> _Esercizi da svolgere_:
1) Trascrivi dall'articolo su Daniele De Rossi il brano che parte da "Tu ti ritrovi" e prosegue fino a "giaccone e muto.".
2) Secondo l'articolo su Daniele De Rossi, la sua storia è una parabola su quali temi? Elencali tutti.

> _Testo fornito_:
==============================

Immagine di copertina
Daniele De Rossi. Credit: ANSA/SIMONE ARVEDA

De Rossi Roma – Ci deve essere un motivo che io non capisco. Una ragione suicida e autolesionista che nessuno spiega per cui la Roma americana ama triturare le proprie bandiere.

La storia di Daniele De Rossi, anche fuori dal raccordo anulare della Capitale, è una bella parabola sulla passione, ma anche sul nuovismo e sull’ingratitudine dei tempi moderni. Per questo non riguarda solo lui, o solo i tifosi della Roma, o solo quelli che amano il calcio.

Riassunto delle puntate precedenti. Tu hai un giocatore così affezionato alla maglia che ha giocato per diciotto anni solo con te, che è andato in campo con i legamenti di un ginocchio letteralmente spappolati, con il chiodo del dolore, o la lima del fastidio che ti abrade, ad ogni movimento.

Tu ti ritrovi in squadra un capitano che ha giocato il suo ultimo campionato con dedizione auto sacrificale stoica, e quasi poetica. Che è rimasto in campo ad allenarsi anche durante le feste di fine anno, che ha parlato con i suoi primi piani di sofferenza, anche quando era in panchina infagottato nel suo giaccone e muto.

==============================

> _Voci del dataset_:

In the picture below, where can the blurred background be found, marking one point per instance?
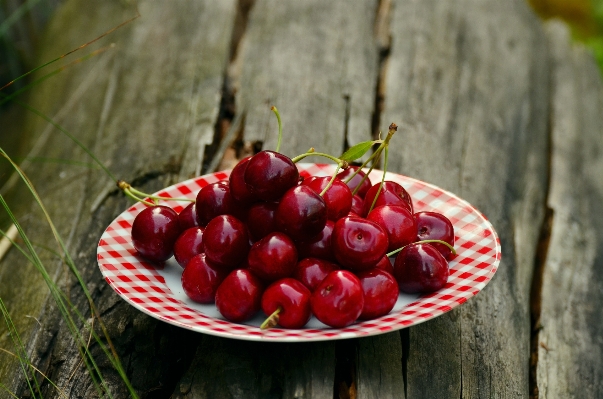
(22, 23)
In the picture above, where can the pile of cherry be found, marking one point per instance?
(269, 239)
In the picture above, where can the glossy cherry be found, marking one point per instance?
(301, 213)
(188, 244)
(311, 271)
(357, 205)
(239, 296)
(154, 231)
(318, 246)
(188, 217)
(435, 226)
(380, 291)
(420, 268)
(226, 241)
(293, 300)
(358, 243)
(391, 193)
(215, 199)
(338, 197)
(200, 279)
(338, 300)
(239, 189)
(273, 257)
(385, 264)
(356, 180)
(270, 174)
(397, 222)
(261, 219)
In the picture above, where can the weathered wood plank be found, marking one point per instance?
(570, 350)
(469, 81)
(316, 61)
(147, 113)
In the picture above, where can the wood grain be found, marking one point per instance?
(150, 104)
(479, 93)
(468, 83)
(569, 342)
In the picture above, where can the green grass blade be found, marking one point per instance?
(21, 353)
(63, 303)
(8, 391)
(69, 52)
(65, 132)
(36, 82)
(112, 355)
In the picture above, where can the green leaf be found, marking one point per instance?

==============================

> _Soluzioni_:
1)
Tu ti ritrovi in squadra un capitano che ha giocato il suo ultimo campionato con dedizione auto sacrificale stoica, e quasi poetica. Che è rimasto in campo ad allenarsi anche durante le feste di fine anno, che ha parlato con i suoi primi piani di sofferenza, anche quando era in panchina infagottato nel suo giaccone e muto.

2)
- la passione
- il nuovismo
- l'ingratitudine dei tempi moderni